▸ ARTICLE:
====
Goddard explained it as an ‘attempt to take something back’, the use of silver symbolic of the value of the objects held within, and denied.

The role of the archive is further interrogated by the artist collective et al. through their mixed media installation No Good Common (2018), which dominated the main gallery.

A kind of flotilla of documentation, with no end in sight, it untethers archive material from its source and context, repurposing its meaning scattered across floors and walls as an aesthetic consideration.  It feels compartmentalised, authoritative in its assigning of space and material, and yet there is not logic offered to decode what we see.

Goddard describes: ‘(it) recognises the potential of absurdity and paradoxical nonsense in the processes of cultural documentation and classification.’

It circles us back conceptually to the two video works in the exhibition, which effectively are presented as bookends across the space.

Rosângela Rennó single channel video, Vera Cruz (2000) addresses the moment of “first contact”, anchored by a letter to the King of Portugal which reports the first encounter with the  landmass of Brazil and the Indigenous Tupi.

The images are scratchy; they feel washed out – metaphorically capturing a worn-out tale repeatedly told but increasing abraded and raw.

Detail / video still Vernon Ah Kee The Island (2018); commission by Griffith University Art Museum

Continuing the tiered narrative of contact is Ah Kee’s aforementioned video that pits very personal asylum testimony with footage of Palm Island, the country of his matrilineal heritage and a like-site plagued with a checkered colonial history.

Goddard describes as an exercise that invokes parallel narratives of brutalisation and dehumanisation between island prisons and Australia’s colonial history.
====
▸ RECORDED DATA:
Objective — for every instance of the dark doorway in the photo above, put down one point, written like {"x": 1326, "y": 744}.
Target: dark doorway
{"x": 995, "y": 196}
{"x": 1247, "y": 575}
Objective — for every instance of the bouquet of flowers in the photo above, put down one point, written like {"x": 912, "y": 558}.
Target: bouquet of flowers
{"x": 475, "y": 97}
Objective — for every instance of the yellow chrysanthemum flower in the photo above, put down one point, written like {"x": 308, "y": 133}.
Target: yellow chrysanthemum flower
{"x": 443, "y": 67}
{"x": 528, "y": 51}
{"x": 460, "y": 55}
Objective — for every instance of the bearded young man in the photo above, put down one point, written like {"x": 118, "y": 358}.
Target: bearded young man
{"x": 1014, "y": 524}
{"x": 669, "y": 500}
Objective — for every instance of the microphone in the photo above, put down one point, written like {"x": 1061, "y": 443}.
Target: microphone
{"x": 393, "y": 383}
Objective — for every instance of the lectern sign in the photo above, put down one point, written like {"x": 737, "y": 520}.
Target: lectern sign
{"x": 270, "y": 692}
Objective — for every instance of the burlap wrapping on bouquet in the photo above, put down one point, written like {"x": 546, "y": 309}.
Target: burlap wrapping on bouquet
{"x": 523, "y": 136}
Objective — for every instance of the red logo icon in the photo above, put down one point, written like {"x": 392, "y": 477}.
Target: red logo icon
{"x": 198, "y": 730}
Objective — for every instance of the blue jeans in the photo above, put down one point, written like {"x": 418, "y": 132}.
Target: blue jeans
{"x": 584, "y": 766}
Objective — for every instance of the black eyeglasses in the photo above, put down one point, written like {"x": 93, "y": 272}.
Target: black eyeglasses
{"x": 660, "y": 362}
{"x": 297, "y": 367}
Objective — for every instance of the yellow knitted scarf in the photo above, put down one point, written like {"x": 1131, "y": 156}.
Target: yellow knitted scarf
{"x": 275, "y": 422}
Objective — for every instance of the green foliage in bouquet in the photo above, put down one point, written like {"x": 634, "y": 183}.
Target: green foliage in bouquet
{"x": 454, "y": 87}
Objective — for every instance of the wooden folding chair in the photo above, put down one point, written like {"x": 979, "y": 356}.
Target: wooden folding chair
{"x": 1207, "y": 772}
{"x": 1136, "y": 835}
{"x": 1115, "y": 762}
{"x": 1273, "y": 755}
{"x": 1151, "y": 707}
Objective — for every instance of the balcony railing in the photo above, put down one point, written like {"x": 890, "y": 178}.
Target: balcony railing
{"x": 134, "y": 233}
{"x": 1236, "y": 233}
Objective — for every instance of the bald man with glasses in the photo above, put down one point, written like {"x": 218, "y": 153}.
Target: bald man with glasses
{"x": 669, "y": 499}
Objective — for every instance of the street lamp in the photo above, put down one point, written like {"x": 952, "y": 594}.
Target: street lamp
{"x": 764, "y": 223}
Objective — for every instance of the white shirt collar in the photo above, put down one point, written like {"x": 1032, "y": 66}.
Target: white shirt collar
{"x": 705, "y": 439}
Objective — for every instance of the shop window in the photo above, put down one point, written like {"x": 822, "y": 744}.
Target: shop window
====
▸ SET TASK A: According to the exhibition review, to whom is the letter in Rosângela Rennó's Vera Cruz addressed?
▸ SET TASK B: Decide whether each statement agrees with the exhibition review, answering yes or no and quoting the words of the review that settle it: (i) No Good Common dominated the main gallery. (ii) Vera Cruz is a multi-channel video. (iii) Palm Island is the country of Ah Kee's patrilineal heritage.

▸ WRITTEN ANSWER A: The King of Portugal.

▸ WRITTEN ANSWER B:
(i) Yes: "which dominated the main gallery"
(ii) No: "Rosângela Rennó single channel video, Vera Cruz (2000)"
(iii) No: "the country of his matrilineal heritage"